Selected passage ::
┏━━

Neural networks learning model was initially heavily influenced by the biological neurons. The idea is simply that when a neuron receive a signal, it will decide whether to respond to this signal by firing another signal to other neighbouring neurons. This sequences of firing (or not firing) will then translate to a complex behaviour. Neural networks model tries to pin this down mathematically using layers of nodes to represent these neurons. Between two consecutive layers \(i\) and \(j\), edges are drawn between node \(x_i\) with nodes \(x_j\), called a weight \(w_{ij}\). These weights only exist between consecutive layers, hence we do not draw weights amongst nodes in a common layer, nor we draw weights between layers that are far a part from each other. This simplification of the mathematical model turns out to have a great deal of interesting qualities that allow a machine to learn.
To proceed, we need to define the notations required. Let \(x^{(l)}_{i}\) be the \(i\)-th node inside layer \(l\). We specially assign layer \(l = 0\) as the input layer. Let \(d^{(l)}\) be the dimensionality of the layer \(l\), the number of nodes inside this layer. Let \(w^{(l)}_{ij}\) be the weight between node \(x^{(l-1)}_{i}\) to \(x^{(l)}_{j}\). Let the target output corresponding to a particular input be \(t\).
Furthermore, let \(h^{(l)}_{j}\) be the weighted sum of all signals coming from nodes in layer \(l-1\) arriving to node \(x^{(l)}_j\). In other words, we have \(h^{(l)}_{j} = \sum_{i=0}^{d^{(l-1)}} x^{(l-1)}_i w^{(l)}_{ij} \).
Given the weighted sum of signals \(h^{(l)}_j\), what should be the mechanism to determine whether node \(x^{(l)}_j\) fires (or rather, what should be its response signal?). This question can be very complex, but the model chooses to distill much of the complexity by introducing what is called the activation function g(x). This activation function is actually not an entirely foreign idea, since we saw it in perceptron learning where g(x) = 1 if x < threshold, and 0 (or -1) otherwise. We also see this in linear regression, where g(x) = x. For neural networks, we would want to have both of these characteristics especially in cases where we want to learn classification problems. Hence we usually have 3 more activation functions that can be used as required: logistic function, hyperbolic function, and softmax function. For this post I will use the hyperbolic version, which is \(g(x) = \tanh {(x)} \), having the first derivative in the form \(g'(x) = 1 - (g(x))^2\), which is very beneficial as we'll see. The \(\tanh \) function is also special as it saturates to round 1 and -1 for large |x| magnitude, but varies linearly for small magnitude of x.

┗━━

Problem set ::
#1 In the passage on neural networks, which activation function is chosen for the post?
#2 Resume the passage on neural networks after its last sentence, keeping its notation and tone.

Given information ::
┏━━

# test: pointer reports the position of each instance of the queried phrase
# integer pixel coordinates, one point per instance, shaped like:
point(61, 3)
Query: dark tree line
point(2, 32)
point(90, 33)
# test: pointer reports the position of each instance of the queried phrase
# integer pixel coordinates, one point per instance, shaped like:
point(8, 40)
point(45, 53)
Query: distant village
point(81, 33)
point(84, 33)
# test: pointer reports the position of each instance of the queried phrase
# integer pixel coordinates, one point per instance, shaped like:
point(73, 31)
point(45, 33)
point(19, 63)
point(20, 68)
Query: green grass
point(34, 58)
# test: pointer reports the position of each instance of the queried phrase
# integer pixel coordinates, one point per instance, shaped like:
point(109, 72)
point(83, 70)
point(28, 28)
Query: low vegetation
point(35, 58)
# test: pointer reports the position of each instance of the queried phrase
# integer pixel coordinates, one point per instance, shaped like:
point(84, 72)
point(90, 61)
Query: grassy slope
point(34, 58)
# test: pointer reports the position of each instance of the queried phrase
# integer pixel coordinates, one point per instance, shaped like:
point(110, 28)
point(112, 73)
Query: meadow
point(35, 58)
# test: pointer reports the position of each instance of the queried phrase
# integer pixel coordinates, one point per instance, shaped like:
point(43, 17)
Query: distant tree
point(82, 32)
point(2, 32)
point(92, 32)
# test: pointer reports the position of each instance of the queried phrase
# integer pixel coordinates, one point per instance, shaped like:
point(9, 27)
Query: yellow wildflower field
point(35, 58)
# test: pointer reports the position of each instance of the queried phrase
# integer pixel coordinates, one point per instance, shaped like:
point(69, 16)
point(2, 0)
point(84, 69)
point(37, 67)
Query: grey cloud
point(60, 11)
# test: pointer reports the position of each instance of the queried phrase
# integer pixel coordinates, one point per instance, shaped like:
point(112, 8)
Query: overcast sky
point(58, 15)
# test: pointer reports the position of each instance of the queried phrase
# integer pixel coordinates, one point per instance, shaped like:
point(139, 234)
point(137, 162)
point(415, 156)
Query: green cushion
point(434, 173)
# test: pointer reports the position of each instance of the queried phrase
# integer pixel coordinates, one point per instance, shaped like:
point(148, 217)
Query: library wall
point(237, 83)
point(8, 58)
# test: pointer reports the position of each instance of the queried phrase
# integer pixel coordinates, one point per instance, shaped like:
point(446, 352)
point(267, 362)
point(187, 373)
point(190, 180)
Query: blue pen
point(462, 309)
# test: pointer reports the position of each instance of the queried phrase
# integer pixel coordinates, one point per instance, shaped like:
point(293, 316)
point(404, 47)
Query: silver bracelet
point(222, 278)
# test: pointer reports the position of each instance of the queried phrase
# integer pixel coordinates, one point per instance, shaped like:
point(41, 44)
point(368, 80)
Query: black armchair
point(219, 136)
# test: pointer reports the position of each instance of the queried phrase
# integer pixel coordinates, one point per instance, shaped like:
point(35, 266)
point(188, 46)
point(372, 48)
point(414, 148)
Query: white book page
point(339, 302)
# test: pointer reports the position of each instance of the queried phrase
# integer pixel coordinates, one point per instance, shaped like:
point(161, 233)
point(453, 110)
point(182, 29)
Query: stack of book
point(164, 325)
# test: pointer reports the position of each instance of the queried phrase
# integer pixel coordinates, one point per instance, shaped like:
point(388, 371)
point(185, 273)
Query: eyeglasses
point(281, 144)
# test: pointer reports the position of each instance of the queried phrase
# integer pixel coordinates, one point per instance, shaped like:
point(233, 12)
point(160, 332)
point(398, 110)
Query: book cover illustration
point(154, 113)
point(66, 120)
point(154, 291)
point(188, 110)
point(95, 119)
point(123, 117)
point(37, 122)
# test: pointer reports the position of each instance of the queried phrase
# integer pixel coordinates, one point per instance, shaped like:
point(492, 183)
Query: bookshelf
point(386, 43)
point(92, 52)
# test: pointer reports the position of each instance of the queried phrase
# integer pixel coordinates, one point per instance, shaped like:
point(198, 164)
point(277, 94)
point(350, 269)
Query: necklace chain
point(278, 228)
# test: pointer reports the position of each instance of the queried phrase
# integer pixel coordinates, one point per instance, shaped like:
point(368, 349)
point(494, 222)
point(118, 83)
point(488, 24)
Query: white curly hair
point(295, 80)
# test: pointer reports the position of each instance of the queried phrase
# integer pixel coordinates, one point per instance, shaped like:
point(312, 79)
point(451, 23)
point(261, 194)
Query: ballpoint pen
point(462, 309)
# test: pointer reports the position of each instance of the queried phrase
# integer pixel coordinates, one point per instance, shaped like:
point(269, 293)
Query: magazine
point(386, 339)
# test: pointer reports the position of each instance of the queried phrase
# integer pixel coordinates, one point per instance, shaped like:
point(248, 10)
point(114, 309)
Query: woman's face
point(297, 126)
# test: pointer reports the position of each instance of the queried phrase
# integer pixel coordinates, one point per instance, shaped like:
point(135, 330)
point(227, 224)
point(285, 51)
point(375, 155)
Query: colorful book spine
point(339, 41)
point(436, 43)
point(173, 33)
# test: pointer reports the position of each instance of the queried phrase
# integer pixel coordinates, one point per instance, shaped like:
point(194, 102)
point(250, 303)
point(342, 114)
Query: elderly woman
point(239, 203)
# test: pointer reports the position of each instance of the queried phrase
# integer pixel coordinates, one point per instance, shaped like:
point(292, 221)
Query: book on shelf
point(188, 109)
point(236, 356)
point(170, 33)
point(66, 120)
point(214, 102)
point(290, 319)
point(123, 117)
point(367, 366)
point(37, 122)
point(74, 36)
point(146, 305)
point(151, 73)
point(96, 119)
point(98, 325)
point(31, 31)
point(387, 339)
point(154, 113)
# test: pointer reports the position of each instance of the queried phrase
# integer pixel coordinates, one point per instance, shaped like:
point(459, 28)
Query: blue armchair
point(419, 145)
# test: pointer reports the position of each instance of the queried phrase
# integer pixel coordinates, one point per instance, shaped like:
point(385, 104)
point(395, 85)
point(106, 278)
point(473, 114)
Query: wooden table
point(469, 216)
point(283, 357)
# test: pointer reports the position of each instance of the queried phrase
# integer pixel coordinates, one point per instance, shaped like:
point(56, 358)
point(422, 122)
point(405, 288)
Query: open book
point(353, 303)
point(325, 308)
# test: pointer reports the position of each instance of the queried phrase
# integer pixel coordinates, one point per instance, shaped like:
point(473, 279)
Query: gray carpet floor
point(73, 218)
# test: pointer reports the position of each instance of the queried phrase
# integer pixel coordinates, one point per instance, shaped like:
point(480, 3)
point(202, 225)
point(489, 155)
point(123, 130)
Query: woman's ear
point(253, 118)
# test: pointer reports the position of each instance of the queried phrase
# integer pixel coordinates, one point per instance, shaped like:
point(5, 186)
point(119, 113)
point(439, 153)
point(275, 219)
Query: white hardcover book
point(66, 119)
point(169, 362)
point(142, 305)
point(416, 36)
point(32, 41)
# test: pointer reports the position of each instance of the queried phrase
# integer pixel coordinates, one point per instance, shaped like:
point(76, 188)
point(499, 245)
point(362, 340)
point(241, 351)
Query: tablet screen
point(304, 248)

┗━━

Answer section ::
#1 The hyperbolic tangent, g(x) = tanh(x).

#2
Hence having the activation function, we can compute \(x^{(l)}_j\) as simply \(g(h^{(l)}_j\). In fact, performing this computation from input layer to the last layer forms the first phase of the learning, which is usually called forward phase.
Let us now focus on the last layer \(l = L\). The values \(x^{(L)}_j\) will some agree, and some will disagree with the target value \(t_j\). As for any supervised learning, we would like to assign an error function to minimise. In order to do so, for our choice of activation function, we can use the following error function: \(E = \frac{1}{2} \sum_{k}^{d^{L}} (t_{k} - x^{(L)}_k)^2 \) (mean squared error). We will minimise \(E\) using gradient descent optimisation algorithm.
The next question to ask is, how much each weight \(w^{(l)}_{ij}\) is responsible for \(E\)? In fact this is the most essential core problem which solution allows the networks to learn. To answer this question we will resort to calculus.
We would like to know \( \frac{\partial E}{\partial w^{(l)}_{ij}}\), for all layer \(l\). To do so, we will develop a technique called back-propagation, which is essentially similar to dynamic programming as we are caching values to speed up the calculations. Let's start with the last layer \(L\).
We know that \( \frac{\partial E}{\partial w^{(L)}_{ij}} = \frac{\partial E}{\partial h^{(L)}_j} \frac{\partial h^{(L)}_j}{ \partial w^{(L)}_{ij} } \). The second partial derivative is easy to evaluate, you will get \( \frac{\partial h^{(L)}_j}{ \partial w^{(L)}_{ij} } = x^{(L-1)}_i \). Next we focus on the first partial derivative.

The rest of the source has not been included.